__Your task__. Swap "runway" for "airstrip" in the entries, starting at the line that contains "target: runway" and ending at the line that contains "107], [1, 163]]]". Reproduce only those lines, leaving everything else in them unchanged.

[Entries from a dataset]

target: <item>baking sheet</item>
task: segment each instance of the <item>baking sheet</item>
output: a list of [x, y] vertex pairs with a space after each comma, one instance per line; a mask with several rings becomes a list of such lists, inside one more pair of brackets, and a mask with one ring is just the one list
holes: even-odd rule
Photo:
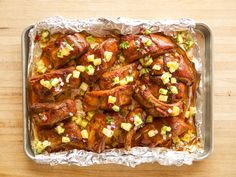
[[[107, 19], [101, 19], [106, 22]], [[168, 22], [168, 21], [167, 21]], [[94, 22], [95, 23], [95, 22]], [[135, 25], [136, 22], [134, 22]], [[137, 24], [140, 21], [137, 21]], [[174, 23], [172, 21], [171, 23]], [[150, 24], [150, 23], [149, 23]], [[96, 24], [95, 24], [96, 25]], [[119, 24], [117, 24], [119, 25]], [[127, 24], [128, 25], [128, 24]], [[145, 26], [145, 23], [144, 23]], [[109, 25], [107, 25], [109, 27]], [[197, 40], [199, 42], [200, 57], [202, 58], [202, 88], [203, 88], [203, 104], [202, 114], [203, 123], [201, 125], [202, 132], [204, 132], [204, 150], [198, 154], [190, 154], [188, 152], [166, 151], [165, 148], [144, 148], [135, 147], [129, 152], [123, 150], [109, 150], [107, 152], [96, 154], [82, 150], [73, 150], [73, 152], [59, 152], [54, 155], [34, 155], [30, 147], [29, 129], [28, 129], [28, 113], [27, 113], [27, 73], [29, 62], [29, 27], [25, 30], [22, 36], [22, 59], [23, 59], [23, 110], [24, 110], [24, 148], [26, 154], [33, 160], [39, 163], [49, 164], [76, 164], [80, 166], [87, 166], [101, 163], [124, 164], [128, 166], [136, 166], [140, 163], [159, 162], [162, 165], [182, 165], [191, 164], [193, 160], [200, 160], [206, 157], [212, 149], [212, 70], [211, 70], [211, 34], [209, 29], [204, 24], [197, 24], [195, 26], [197, 33]], [[117, 27], [118, 28], [118, 27]], [[74, 29], [72, 29], [74, 30]], [[104, 29], [103, 29], [104, 30]], [[129, 33], [131, 29], [125, 28], [124, 33]], [[153, 30], [159, 30], [155, 28]], [[94, 30], [92, 30], [94, 31]], [[109, 33], [109, 30], [107, 31]], [[168, 33], [168, 30], [166, 30]], [[98, 34], [96, 34], [98, 35]], [[174, 156], [173, 156], [174, 155]], [[167, 158], [171, 157], [171, 158]], [[129, 160], [127, 160], [129, 159]], [[153, 160], [155, 159], [155, 160]], [[84, 163], [86, 162], [86, 163]]]

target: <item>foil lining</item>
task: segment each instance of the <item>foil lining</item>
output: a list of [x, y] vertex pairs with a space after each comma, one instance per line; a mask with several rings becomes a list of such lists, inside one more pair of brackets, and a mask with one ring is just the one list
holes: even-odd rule
[[[173, 36], [177, 31], [189, 31], [194, 38], [194, 47], [191, 53], [193, 62], [195, 63], [196, 70], [201, 74], [202, 61], [200, 58], [200, 49], [195, 38], [195, 22], [191, 19], [179, 19], [179, 20], [135, 20], [128, 18], [117, 19], [66, 19], [63, 17], [51, 17], [37, 22], [30, 30], [30, 50], [29, 50], [29, 65], [28, 75], [31, 75], [31, 66], [34, 63], [35, 58], [40, 57], [41, 50], [34, 43], [34, 39], [37, 33], [42, 30], [49, 30], [51, 34], [60, 32], [80, 32], [86, 31], [94, 36], [106, 36], [110, 34], [136, 34], [141, 29], [148, 28], [153, 33], [162, 32], [167, 36]], [[195, 125], [197, 130], [197, 136], [201, 140], [199, 144], [186, 147], [185, 151], [175, 151], [167, 148], [148, 148], [148, 147], [133, 147], [127, 151], [124, 149], [111, 149], [105, 150], [98, 154], [94, 152], [88, 152], [84, 150], [70, 150], [66, 152], [57, 153], [44, 153], [34, 156], [34, 160], [41, 164], [73, 164], [78, 166], [89, 166], [93, 164], [122, 164], [130, 167], [142, 163], [154, 163], [158, 162], [161, 165], [176, 165], [181, 166], [183, 164], [191, 165], [194, 160], [198, 160], [198, 157], [203, 153], [203, 141], [204, 132], [202, 129], [202, 76], [197, 93], [197, 116], [195, 117]], [[30, 131], [30, 125], [28, 126]]]

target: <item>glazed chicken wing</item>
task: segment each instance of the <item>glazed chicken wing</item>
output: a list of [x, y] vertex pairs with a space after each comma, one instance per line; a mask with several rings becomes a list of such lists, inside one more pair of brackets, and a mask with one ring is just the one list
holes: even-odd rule
[[89, 44], [85, 38], [81, 34], [75, 33], [51, 41], [43, 49], [43, 53], [52, 62], [53, 68], [60, 68], [70, 60], [83, 55], [88, 49]]
[[137, 64], [133, 63], [112, 71], [105, 72], [99, 80], [99, 86], [101, 89], [111, 89], [117, 85], [120, 85], [120, 81], [133, 84], [137, 78]]
[[53, 126], [57, 122], [75, 115], [77, 109], [73, 100], [57, 103], [34, 103], [32, 118], [38, 126]]
[[199, 78], [172, 36], [45, 33], [29, 72], [36, 153], [182, 150], [197, 139]]
[[115, 38], [108, 38], [79, 58], [78, 63], [86, 67], [82, 73], [85, 81], [96, 82], [115, 63], [117, 53], [118, 41]]
[[[118, 86], [110, 90], [99, 90], [87, 92], [84, 97], [84, 110], [112, 110], [113, 105], [118, 107], [131, 103], [133, 94], [133, 86]], [[109, 96], [115, 98], [114, 104], [108, 102]]]
[[51, 71], [30, 78], [30, 87], [39, 102], [54, 101], [57, 96], [80, 86], [80, 78], [73, 77], [75, 67]]

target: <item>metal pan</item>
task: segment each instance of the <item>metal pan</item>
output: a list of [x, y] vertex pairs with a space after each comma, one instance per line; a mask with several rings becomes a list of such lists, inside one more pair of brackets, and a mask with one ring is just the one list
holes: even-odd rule
[[[33, 28], [33, 25], [27, 27], [21, 38], [22, 44], [22, 81], [23, 81], [23, 136], [24, 136], [24, 151], [26, 155], [36, 161], [34, 152], [30, 145], [30, 131], [29, 131], [29, 115], [28, 115], [28, 59], [29, 59], [29, 31]], [[197, 40], [200, 47], [200, 55], [202, 58], [202, 79], [203, 79], [203, 120], [202, 131], [204, 132], [204, 152], [197, 158], [197, 160], [203, 160], [209, 156], [213, 151], [213, 115], [212, 115], [212, 103], [213, 103], [213, 69], [212, 69], [212, 34], [210, 28], [203, 24], [197, 23], [195, 28], [197, 34]]]

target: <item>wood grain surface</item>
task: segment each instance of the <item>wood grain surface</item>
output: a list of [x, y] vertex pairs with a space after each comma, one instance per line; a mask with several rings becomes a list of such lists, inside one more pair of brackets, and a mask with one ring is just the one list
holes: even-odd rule
[[[23, 151], [21, 33], [37, 20], [118, 16], [140, 19], [193, 18], [213, 32], [214, 152], [192, 166], [144, 164], [91, 167], [38, 165]], [[235, 0], [0, 0], [0, 176], [236, 176]]]

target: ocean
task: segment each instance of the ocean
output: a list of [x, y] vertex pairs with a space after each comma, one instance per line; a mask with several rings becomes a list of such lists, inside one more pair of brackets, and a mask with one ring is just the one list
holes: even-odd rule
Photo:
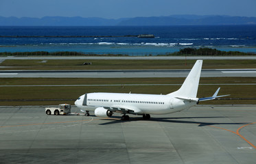
[[[154, 34], [154, 38], [115, 37]], [[3, 36], [113, 36], [8, 38]], [[0, 52], [76, 51], [86, 54], [164, 55], [181, 49], [256, 53], [256, 25], [172, 27], [0, 27]]]

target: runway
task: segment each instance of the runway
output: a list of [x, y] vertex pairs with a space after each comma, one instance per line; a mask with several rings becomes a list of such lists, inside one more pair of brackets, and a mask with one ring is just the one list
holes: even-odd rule
[[256, 56], [31, 56], [0, 57], [0, 60], [5, 59], [256, 59]]
[[[186, 77], [190, 70], [0, 70], [3, 77], [139, 78]], [[256, 69], [202, 70], [202, 77], [256, 77]]]
[[[72, 112], [79, 112], [75, 107]], [[254, 163], [256, 106], [197, 106], [130, 115], [47, 115], [0, 107], [1, 163]]]

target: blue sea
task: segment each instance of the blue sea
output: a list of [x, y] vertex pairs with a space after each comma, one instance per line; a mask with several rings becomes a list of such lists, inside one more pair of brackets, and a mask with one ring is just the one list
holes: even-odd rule
[[172, 27], [0, 27], [0, 36], [128, 36], [137, 37], [0, 38], [0, 52], [77, 51], [87, 54], [166, 54], [181, 49], [211, 48], [256, 53], [255, 25]]

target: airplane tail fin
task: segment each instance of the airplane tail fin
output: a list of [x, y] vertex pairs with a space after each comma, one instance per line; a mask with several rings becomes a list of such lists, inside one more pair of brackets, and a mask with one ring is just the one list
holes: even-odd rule
[[167, 95], [196, 98], [200, 76], [201, 74], [202, 65], [202, 60], [197, 60], [181, 88], [178, 90]]

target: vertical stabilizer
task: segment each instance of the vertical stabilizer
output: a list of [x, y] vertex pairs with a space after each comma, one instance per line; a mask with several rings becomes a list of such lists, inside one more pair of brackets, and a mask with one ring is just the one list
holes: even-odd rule
[[181, 88], [167, 95], [196, 98], [202, 65], [202, 60], [197, 60]]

__Task result__.
target: airstrip
task: segment each instance of the airstrip
output: a list of [x, y] vertex pairs with a space after each comma, one instance per line; a mask with several rings becomes a list of such lists, inside one more pair of brackets, and a mask with one ring is just the one list
holes: even-odd rule
[[256, 56], [31, 56], [0, 57], [0, 60], [5, 59], [256, 59]]
[[[186, 77], [190, 70], [0, 70], [3, 77], [139, 78]], [[256, 69], [202, 70], [202, 77], [256, 77]]]
[[[72, 112], [79, 112], [75, 107]], [[254, 163], [256, 106], [197, 106], [130, 115], [47, 115], [0, 107], [1, 163]]]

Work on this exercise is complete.